⟨

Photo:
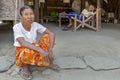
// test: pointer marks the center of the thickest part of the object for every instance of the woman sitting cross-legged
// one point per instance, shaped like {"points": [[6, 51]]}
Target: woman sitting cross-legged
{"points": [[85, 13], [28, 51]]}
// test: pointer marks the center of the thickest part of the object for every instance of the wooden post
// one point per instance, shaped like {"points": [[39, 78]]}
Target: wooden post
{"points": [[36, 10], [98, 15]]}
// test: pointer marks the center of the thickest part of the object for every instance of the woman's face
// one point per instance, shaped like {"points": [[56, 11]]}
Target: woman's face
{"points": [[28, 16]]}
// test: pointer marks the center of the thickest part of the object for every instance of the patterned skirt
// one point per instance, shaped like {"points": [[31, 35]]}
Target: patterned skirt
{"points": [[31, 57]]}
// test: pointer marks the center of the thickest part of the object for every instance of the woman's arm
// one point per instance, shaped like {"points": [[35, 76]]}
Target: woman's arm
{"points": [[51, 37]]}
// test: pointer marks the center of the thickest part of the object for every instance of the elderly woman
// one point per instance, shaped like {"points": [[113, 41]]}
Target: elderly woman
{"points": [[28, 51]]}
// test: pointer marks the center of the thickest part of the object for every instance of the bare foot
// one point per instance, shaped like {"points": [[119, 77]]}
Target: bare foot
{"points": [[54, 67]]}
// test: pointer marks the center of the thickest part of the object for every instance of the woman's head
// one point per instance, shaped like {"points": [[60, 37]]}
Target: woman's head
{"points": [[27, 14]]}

⟩

REQUIRED ACTION: In the listing above, find the line with "the woman sitting cross-legged", then copy it and every later line exactly, through the last line, and nothing else.

OUTPUT OF THE TASK:
// test: pointer marks the center of the thickest part of the object for every instance of the woman sitting cross-legged
// one point per instance, shaped like {"points": [[6, 51]]}
Target: woman sitting cross-legged
{"points": [[85, 13], [28, 51]]}
// test: pointer marks the center of the thickest part of the object for every instance of the wooden post
// one point per instance, shaped like {"points": [[39, 78]]}
Target: wooden post
{"points": [[36, 10], [98, 15]]}
// test: pointer marks the center of the thickest part of the object for every instance of the woman's face
// one point per instance, shaped like {"points": [[56, 11]]}
Target: woman's face
{"points": [[28, 16]]}
// test: pointer marks the center of the thickest part of the object for every instance of the patterned skirt
// one point per instance, shaped like {"points": [[31, 35]]}
Target: patterned skirt
{"points": [[31, 57]]}
// test: pointer marks the center of the thickest part of the object for every instance of the woman's arm
// one point per instance, shaped like {"points": [[35, 76]]}
Target: woman's arm
{"points": [[51, 37]]}
// test: pointer marks the center of the thickest part of the object for every instance of the elderly woman
// one point per instance, shaped like {"points": [[113, 41]]}
Target: elderly woman
{"points": [[28, 51]]}
// test: pointer marks the center of the thickest part of the object for every instance of the bare foot
// one point per instance, shaped like {"points": [[119, 77]]}
Target: bare foot
{"points": [[54, 67]]}
// test: pointer marks the center of the thickest part of the object for every instance of the woman's head
// one point per instance, shaped like {"points": [[60, 37]]}
Target: woman's head
{"points": [[27, 14]]}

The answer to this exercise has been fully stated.